ENUNCIADO ESCRITO
Reescreva o material como uma lista JSON de strings, com uma string para cada linha e sem incluir as linhas em branco.

◆ ◆ ◆ ◆

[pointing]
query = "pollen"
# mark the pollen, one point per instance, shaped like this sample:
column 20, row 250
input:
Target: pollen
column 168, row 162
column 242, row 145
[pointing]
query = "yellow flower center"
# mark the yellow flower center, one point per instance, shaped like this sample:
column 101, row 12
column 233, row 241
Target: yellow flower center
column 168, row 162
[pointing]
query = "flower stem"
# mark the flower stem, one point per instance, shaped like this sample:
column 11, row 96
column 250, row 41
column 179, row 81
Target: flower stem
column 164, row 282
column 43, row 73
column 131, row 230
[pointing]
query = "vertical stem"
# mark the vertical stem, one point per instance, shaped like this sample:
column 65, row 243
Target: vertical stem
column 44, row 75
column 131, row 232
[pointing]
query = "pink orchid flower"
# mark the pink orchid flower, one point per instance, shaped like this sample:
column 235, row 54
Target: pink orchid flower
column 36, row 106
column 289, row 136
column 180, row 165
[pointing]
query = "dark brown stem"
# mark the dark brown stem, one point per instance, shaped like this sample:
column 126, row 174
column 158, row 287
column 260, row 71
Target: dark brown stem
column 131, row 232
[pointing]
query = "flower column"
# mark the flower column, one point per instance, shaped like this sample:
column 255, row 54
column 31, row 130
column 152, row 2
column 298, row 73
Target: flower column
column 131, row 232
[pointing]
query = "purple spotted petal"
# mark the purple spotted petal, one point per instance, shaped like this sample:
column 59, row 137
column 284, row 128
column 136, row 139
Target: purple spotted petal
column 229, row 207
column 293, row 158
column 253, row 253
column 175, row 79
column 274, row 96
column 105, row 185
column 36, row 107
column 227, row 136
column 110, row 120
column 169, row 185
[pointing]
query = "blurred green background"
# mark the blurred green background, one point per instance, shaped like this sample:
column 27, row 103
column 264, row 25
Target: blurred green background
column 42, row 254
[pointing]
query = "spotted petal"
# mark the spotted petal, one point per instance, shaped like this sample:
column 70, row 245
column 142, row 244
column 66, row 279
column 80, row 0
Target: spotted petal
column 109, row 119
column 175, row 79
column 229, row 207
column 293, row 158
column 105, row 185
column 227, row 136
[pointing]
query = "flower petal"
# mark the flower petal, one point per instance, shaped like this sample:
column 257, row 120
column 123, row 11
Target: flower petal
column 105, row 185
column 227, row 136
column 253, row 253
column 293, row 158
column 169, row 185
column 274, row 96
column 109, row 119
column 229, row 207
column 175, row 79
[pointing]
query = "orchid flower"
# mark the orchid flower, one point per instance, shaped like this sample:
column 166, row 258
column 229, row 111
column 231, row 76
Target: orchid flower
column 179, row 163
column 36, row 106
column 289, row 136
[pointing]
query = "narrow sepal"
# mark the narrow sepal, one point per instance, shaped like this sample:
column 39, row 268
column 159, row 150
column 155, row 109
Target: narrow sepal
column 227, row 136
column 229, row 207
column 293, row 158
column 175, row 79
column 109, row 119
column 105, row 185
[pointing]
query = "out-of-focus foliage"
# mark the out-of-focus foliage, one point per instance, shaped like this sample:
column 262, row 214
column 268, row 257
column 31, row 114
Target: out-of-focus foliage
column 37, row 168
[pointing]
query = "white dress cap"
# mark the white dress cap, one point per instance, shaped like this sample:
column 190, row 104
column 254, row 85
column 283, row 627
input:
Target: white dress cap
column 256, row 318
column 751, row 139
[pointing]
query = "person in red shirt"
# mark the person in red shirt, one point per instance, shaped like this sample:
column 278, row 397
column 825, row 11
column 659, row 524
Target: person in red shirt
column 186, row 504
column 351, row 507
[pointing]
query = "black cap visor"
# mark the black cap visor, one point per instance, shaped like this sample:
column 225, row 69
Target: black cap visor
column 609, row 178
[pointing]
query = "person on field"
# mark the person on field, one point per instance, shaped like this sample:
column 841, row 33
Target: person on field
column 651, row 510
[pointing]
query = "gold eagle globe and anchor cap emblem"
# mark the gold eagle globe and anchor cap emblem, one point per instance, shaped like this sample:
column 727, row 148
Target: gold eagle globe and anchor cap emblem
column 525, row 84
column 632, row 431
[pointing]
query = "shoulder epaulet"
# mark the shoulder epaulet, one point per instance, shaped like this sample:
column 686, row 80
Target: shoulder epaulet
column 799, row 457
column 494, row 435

◆ ◆ ◆ ◆

RESPOSTA À TAREFA
[
  "[pointing]",
  "query = \"pollen\"",
  "# mark the pollen, one point per instance, shaped like this sample:",
  "column 20, row 250",
  "input:",
  "Target: pollen",
  "column 168, row 162",
  "column 242, row 145",
  "[pointing]",
  "query = \"yellow flower center\"",
  "# mark the yellow flower center, one point per instance, shaped like this sample:",
  "column 101, row 12",
  "column 233, row 241",
  "Target: yellow flower center",
  "column 168, row 162",
  "[pointing]",
  "query = \"flower stem\"",
  "# mark the flower stem, one point per instance, shaped like this sample:",
  "column 11, row 96",
  "column 250, row 41",
  "column 179, row 81",
  "Target: flower stem",
  "column 164, row 282",
  "column 43, row 73",
  "column 131, row 230",
  "[pointing]",
  "query = \"vertical stem\"",
  "# mark the vertical stem, one point per instance, shaped like this sample:",
  "column 65, row 243",
  "Target: vertical stem",
  "column 44, row 75",
  "column 131, row 232",
  "[pointing]",
  "query = \"pink orchid flower\"",
  "# mark the pink orchid flower, one point per instance, shaped like this sample:",
  "column 235, row 54",
  "Target: pink orchid flower",
  "column 36, row 106",
  "column 289, row 136",
  "column 180, row 165",
  "[pointing]",
  "query = \"dark brown stem\"",
  "# mark the dark brown stem, one point per instance, shaped like this sample:",
  "column 126, row 174",
  "column 158, row 287",
  "column 260, row 71",
  "Target: dark brown stem",
  "column 131, row 232",
  "[pointing]",
  "query = \"flower column\"",
  "# mark the flower column, one point per instance, shaped like this sample:",
  "column 255, row 54",
  "column 31, row 130",
  "column 152, row 2",
  "column 298, row 73",
  "Target: flower column",
  "column 131, row 232",
  "[pointing]",
  "query = \"purple spotted petal\"",
  "# mark the purple spotted petal, one point per instance, shaped like this sample:",
  "column 59, row 137",
  "column 284, row 128",
  "column 136, row 139",
  "Target: purple spotted petal",
  "column 229, row 207",
  "column 293, row 158",
  "column 253, row 253",
  "column 175, row 79",
  "column 274, row 96",
  "column 105, row 185",
  "column 36, row 107",
  "column 227, row 136",
  "column 110, row 120",
  "column 169, row 185",
  "[pointing]",
  "query = \"blurred green background\"",
  "# mark the blurred green background, one point per instance, shaped like this sample:",
  "column 27, row 103",
  "column 264, row 25",
  "Target: blurred green background",
  "column 42, row 254",
  "[pointing]",
  "query = \"spotted petal\"",
  "# mark the spotted petal, one point per instance, shaped like this sample:",
  "column 70, row 245",
  "column 142, row 244",
  "column 66, row 279",
  "column 80, row 0",
  "Target: spotted petal",
  "column 109, row 119",
  "column 175, row 79",
  "column 229, row 207",
  "column 293, row 158",
  "column 105, row 185",
  "column 227, row 136",
  "[pointing]",
  "query = \"flower petal\"",
  "# mark the flower petal, one point per instance, shaped like this sample:",
  "column 257, row 120",
  "column 123, row 11",
  "Target: flower petal",
  "column 105, row 185",
  "column 227, row 136",
  "column 253, row 253",
  "column 293, row 158",
  "column 169, row 185",
  "column 274, row 96",
  "column 109, row 119",
  "column 229, row 207",
  "column 175, row 79",
  "[pointing]",
  "query = \"orchid flower\"",
  "# mark the orchid flower, one point per instance, shaped like this sample:",
  "column 166, row 258",
  "column 229, row 111",
  "column 231, row 76",
  "Target: orchid flower",
  "column 179, row 163",
  "column 36, row 106",
  "column 289, row 136",
  "[pointing]",
  "query = \"narrow sepal\"",
  "# mark the narrow sepal, one point per instance, shaped like this sample:",
  "column 39, row 268",
  "column 159, row 150",
  "column 155, row 109",
  "Target: narrow sepal",
  "column 227, row 136",
  "column 229, row 207",
  "column 293, row 158",
  "column 175, row 79",
  "column 109, row 119",
  "column 105, row 185",
  "[pointing]",
  "query = \"out-of-focus foliage\"",
  "# mark the out-of-focus foliage, one point per instance, shaped like this sample:",
  "column 262, row 214",
  "column 268, row 257",
  "column 31, row 114",
  "Target: out-of-focus foliage",
  "column 37, row 168",
  "[pointing]",
  "query = \"white dress cap\"",
  "# mark the white dress cap, one point per instance, shaped like this sample:",
  "column 190, row 104",
  "column 254, row 85",
  "column 283, row 627",
  "input:",
  "Target: white dress cap",
  "column 256, row 318",
  "column 751, row 139",
  "[pointing]",
  "query = \"person in red shirt\"",
  "# mark the person in red shirt, one point per instance, shaped like this sample:",
  "column 278, row 397",
  "column 825, row 11",
  "column 659, row 524",
  "Target: person in red shirt",
  "column 186, row 504",
  "column 351, row 507",
  "[pointing]",
  "query = \"black cap visor\"",
  "# mark the black cap visor, one point per instance, shaped like this sample:",
  "column 225, row 69",
  "Target: black cap visor",
  "column 609, row 178",
  "[pointing]",
  "query = \"person on field\"",
  "# mark the person on field, one point per instance, shaped like this sample:",
  "column 841, row 33",
  "Target: person on field",
  "column 651, row 510",
  "[pointing]",
  "query = \"gold eagle globe and anchor cap emblem\"",
  "# mark the gold eagle globe and anchor cap emblem, one point per instance, shaped like this sample:",
  "column 727, row 148",
  "Target: gold eagle globe and anchor cap emblem",
  "column 525, row 84",
  "column 632, row 431",
  "[pointing]",
  "query = \"shoulder epaulet\"",
  "# mark the shoulder epaulet, one point per instance, shaped like this sample:",
  "column 686, row 80",
  "Target: shoulder epaulet",
  "column 799, row 457",
  "column 494, row 435"
]